[Point localization data]
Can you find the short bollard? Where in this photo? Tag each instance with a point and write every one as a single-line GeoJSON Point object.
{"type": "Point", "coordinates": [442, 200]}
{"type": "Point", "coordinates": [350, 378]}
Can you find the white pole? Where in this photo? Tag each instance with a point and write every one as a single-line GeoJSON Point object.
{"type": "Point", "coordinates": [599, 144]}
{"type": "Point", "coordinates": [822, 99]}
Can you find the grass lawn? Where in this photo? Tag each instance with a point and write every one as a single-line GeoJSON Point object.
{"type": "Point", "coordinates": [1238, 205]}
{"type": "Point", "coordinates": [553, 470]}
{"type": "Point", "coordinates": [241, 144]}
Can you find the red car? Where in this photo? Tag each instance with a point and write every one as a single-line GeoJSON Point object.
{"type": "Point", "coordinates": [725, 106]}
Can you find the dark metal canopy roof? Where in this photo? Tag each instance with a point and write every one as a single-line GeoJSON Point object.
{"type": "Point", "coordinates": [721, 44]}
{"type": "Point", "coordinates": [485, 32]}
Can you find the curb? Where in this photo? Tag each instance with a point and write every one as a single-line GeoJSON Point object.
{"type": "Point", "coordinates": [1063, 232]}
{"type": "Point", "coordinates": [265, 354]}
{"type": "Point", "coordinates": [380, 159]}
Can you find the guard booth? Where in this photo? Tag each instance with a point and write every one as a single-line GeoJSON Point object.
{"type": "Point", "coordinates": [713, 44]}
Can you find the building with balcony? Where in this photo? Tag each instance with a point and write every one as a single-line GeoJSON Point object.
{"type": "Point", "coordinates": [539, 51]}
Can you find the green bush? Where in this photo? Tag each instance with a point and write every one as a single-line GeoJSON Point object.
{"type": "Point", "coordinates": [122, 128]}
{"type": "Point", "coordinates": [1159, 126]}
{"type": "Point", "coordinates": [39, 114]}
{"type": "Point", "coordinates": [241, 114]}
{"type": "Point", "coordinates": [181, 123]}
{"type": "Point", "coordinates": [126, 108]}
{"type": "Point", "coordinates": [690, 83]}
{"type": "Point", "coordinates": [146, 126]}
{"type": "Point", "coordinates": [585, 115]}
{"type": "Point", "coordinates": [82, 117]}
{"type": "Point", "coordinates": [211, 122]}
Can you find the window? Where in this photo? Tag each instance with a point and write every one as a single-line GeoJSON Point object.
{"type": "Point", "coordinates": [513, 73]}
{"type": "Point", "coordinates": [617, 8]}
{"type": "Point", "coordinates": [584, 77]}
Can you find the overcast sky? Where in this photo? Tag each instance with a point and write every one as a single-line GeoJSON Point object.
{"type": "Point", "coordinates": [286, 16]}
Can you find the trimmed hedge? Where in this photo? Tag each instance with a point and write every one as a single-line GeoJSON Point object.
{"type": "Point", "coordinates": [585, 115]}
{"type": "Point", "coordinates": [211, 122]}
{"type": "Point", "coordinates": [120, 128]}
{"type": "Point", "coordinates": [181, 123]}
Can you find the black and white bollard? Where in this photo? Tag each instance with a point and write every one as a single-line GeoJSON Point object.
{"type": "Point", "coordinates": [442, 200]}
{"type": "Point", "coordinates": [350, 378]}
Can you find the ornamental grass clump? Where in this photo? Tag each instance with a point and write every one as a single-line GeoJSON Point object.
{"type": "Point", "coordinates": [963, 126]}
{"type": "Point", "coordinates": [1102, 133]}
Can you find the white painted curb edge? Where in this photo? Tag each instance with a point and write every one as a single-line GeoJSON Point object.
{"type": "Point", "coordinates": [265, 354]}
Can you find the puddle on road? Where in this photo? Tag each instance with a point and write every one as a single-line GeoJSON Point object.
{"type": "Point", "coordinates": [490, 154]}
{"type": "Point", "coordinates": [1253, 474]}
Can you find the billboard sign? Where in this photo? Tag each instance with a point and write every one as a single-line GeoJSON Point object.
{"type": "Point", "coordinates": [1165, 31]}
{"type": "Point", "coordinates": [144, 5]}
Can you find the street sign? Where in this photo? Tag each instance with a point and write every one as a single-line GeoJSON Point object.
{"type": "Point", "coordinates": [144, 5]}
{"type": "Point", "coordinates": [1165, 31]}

**Task requirements**
Restate the records above in full, keeping each line exactly as it stands.

**Reply to the exercise**
Can you find the short bollard? Where in this photo? Tag each instance with a point and write every one as a single-line GeoJSON Point object.
{"type": "Point", "coordinates": [442, 200]}
{"type": "Point", "coordinates": [350, 378]}
Can you find the white pole? Where in this photo? Tag each instance with a point and write every one as a single-line GeoJSON Point object.
{"type": "Point", "coordinates": [599, 144]}
{"type": "Point", "coordinates": [822, 99]}
Can you find the grass lawn? Where in this photo? Tag each instance with a point and write every one as a single-line GeoJSON Point object.
{"type": "Point", "coordinates": [1238, 205]}
{"type": "Point", "coordinates": [553, 470]}
{"type": "Point", "coordinates": [241, 144]}
Can you find the red car? Where in this photo? Tag each instance with a point and write every one as a single-line GeoJSON Point object.
{"type": "Point", "coordinates": [725, 106]}
Can you find the dark metal canopy roof? Where in this photo? Tag each instance with a point and write every one as a single-line GeoJSON Point object.
{"type": "Point", "coordinates": [721, 44]}
{"type": "Point", "coordinates": [485, 32]}
Can you find the curb? Where in this photo? Tag each instance with a point and write every one as a single-line GeoJSON Point object.
{"type": "Point", "coordinates": [1063, 232]}
{"type": "Point", "coordinates": [265, 354]}
{"type": "Point", "coordinates": [380, 159]}
Can you find the guard booth? Where in this photo? Tag each instance with a point and write every one as a single-line GeoJSON Point object.
{"type": "Point", "coordinates": [713, 44]}
Can you find the building with balcony? Where in this photo? Tag each instance with a point and write every one as a single-line GeoJSON Point object.
{"type": "Point", "coordinates": [539, 51]}
Can you find the green bush? Where in this photo? Tag each instance with a point and write every one as a single-line GeoJSON Point object.
{"type": "Point", "coordinates": [122, 128]}
{"type": "Point", "coordinates": [1159, 126]}
{"type": "Point", "coordinates": [39, 114]}
{"type": "Point", "coordinates": [241, 114]}
{"type": "Point", "coordinates": [181, 123]}
{"type": "Point", "coordinates": [126, 108]}
{"type": "Point", "coordinates": [690, 83]}
{"type": "Point", "coordinates": [146, 126]}
{"type": "Point", "coordinates": [585, 115]}
{"type": "Point", "coordinates": [82, 117]}
{"type": "Point", "coordinates": [211, 122]}
Can you find the window? Where in this photo? Tag each instance with a point and write every one as a single-line GeoJSON Point object.
{"type": "Point", "coordinates": [513, 73]}
{"type": "Point", "coordinates": [617, 8]}
{"type": "Point", "coordinates": [584, 77]}
Can you find the overcast sky? Where in this photo? Tag each instance with a point and write every one as a single-line GeoJSON Point object.
{"type": "Point", "coordinates": [286, 16]}
Can you find the trimmed hedge? Where in this photo? Tag each instance with a point and write every one as a single-line GeoJSON Point object.
{"type": "Point", "coordinates": [585, 115]}
{"type": "Point", "coordinates": [211, 122]}
{"type": "Point", "coordinates": [120, 128]}
{"type": "Point", "coordinates": [181, 123]}
Can you find the black and white bollard? Where in this photo? Tag each instance with a point and write every one as a single-line GeoJSON Point object.
{"type": "Point", "coordinates": [442, 200]}
{"type": "Point", "coordinates": [350, 378]}
Can you find the ornamental grass clump? Where in this photo? Tag each instance with a point and write every one as a single-line GeoJSON Point object.
{"type": "Point", "coordinates": [963, 126]}
{"type": "Point", "coordinates": [1102, 133]}
Can you find the white painted curb edge? Where in this photo? Tag each instance with a point and write every one as a single-line GeoJSON Point object.
{"type": "Point", "coordinates": [265, 354]}
Can you find the puddle on road? Where in this photo? Tag each instance with a point and write every one as a single-line GeoJSON Point object.
{"type": "Point", "coordinates": [490, 154]}
{"type": "Point", "coordinates": [1253, 474]}
Can you find the billboard sign? Where in this photo? Tag each instance with a point and write every one as a single-line GeoJSON Point object.
{"type": "Point", "coordinates": [1165, 31]}
{"type": "Point", "coordinates": [144, 5]}
Can you find the street sign? Where in this photo? Tag each instance with a point and write every one as a single-line GeoJSON Point object.
{"type": "Point", "coordinates": [144, 5]}
{"type": "Point", "coordinates": [1165, 31]}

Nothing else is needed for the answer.